● **Given problem**
Rewrite the data below, replacing every "detect-cli" with "locate-cli" and changing nothing else.

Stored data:
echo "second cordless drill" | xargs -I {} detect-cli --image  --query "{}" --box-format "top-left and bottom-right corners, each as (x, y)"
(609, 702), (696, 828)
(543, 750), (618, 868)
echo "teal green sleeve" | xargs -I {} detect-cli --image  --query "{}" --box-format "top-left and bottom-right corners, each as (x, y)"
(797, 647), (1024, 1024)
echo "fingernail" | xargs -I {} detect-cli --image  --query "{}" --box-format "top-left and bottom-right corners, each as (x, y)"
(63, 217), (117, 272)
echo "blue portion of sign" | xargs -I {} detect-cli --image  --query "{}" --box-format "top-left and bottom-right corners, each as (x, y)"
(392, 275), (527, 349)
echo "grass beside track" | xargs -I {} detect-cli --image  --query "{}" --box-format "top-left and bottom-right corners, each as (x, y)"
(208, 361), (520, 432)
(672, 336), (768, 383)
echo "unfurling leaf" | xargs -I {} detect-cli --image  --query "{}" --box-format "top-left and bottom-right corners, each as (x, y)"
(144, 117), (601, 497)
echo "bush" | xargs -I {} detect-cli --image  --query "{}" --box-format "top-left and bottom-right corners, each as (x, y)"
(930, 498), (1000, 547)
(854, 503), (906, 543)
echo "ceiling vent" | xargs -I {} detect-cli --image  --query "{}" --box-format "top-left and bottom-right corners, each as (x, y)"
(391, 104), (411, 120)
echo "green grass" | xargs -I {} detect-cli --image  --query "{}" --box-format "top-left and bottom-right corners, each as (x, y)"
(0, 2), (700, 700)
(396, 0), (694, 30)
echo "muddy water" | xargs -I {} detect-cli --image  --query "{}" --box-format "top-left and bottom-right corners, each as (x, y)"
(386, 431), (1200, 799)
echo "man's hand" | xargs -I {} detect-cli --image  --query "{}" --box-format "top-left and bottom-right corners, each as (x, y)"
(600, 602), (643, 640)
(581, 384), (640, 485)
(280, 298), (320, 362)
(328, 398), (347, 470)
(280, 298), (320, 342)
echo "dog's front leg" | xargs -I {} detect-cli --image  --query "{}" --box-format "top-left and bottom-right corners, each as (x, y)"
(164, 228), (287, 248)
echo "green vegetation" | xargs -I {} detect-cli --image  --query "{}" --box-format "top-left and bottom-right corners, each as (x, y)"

● **Result of this exercise**
echo "second cordless drill" | xargs -I {} locate-cli --image  --query "{}" --box-format "top-left and bottom-right corners, each as (x, y)"
(609, 702), (696, 828)
(543, 750), (618, 868)
echo "teal green sleeve" | xargs -I {} locate-cli --image  --query "{}" --box-format "top-left and bottom-right corners, each as (x, y)"
(797, 647), (1024, 1024)
echo "fingernail" | xargs -I {} locate-cli --image  --query "{}" --box-format "top-left and bottom-right corners, each as (x, y)"
(63, 217), (117, 272)
echo "blue portion of sign" | xargs -I {} locate-cli --image  --query "{}" --box-format "top-left and bottom-right corners, each as (x, y)"
(392, 275), (527, 349)
echo "grass beside track" | xargs -I {} locate-cli --image  --query "{}" --box-format "top-left and bottom-right corners, each as (x, y)"
(208, 361), (520, 432)
(672, 336), (768, 383)
echo "unfurling leaf" | xargs -I {} locate-cli --image  --query "{}" --box-format "top-left and bottom-right corners, each as (x, y)"
(144, 117), (601, 497)
echo "bush" | xargs -I {} locate-cli --image  --query "{}" --box-format "top-left and bottom-right corners, each as (x, y)"
(930, 498), (1000, 547)
(854, 503), (906, 543)
echo "ceiling vent" | xargs -I {} locate-cli --image  --query "{}" --box-format "top-left and bottom-right corners, each as (x, y)"
(391, 104), (411, 120)
echo "green grass" | xargs -I {} locate-cli --image  --query "{}" --box-format "top-left and bottom-right corners, each as (x, y)"
(0, 2), (700, 700)
(396, 0), (694, 30)
echo "muddy water" | xargs -I {} locate-cli --image  --query "{}" --box-format "top-left and bottom-right corners, each as (x, y)"
(386, 431), (1200, 799)
echo "man's hand" | xargs -I {} locate-cli --image  --query "{}" --box-format "top-left and bottom-right corners, each as (x, y)"
(600, 602), (643, 640)
(581, 384), (640, 485)
(280, 298), (320, 362)
(328, 398), (347, 470)
(280, 298), (320, 342)
echo "dog's front leg" | xargs -I {} locate-cli --image  --query "{}" --box-format "top-left and bottom-right corners, each as (x, y)"
(164, 228), (287, 248)
echo "green vegetation" | xargs -I {} locate-cli --image  --query "{}" --box-format "top-left and bottom-right corners, each as (x, y)"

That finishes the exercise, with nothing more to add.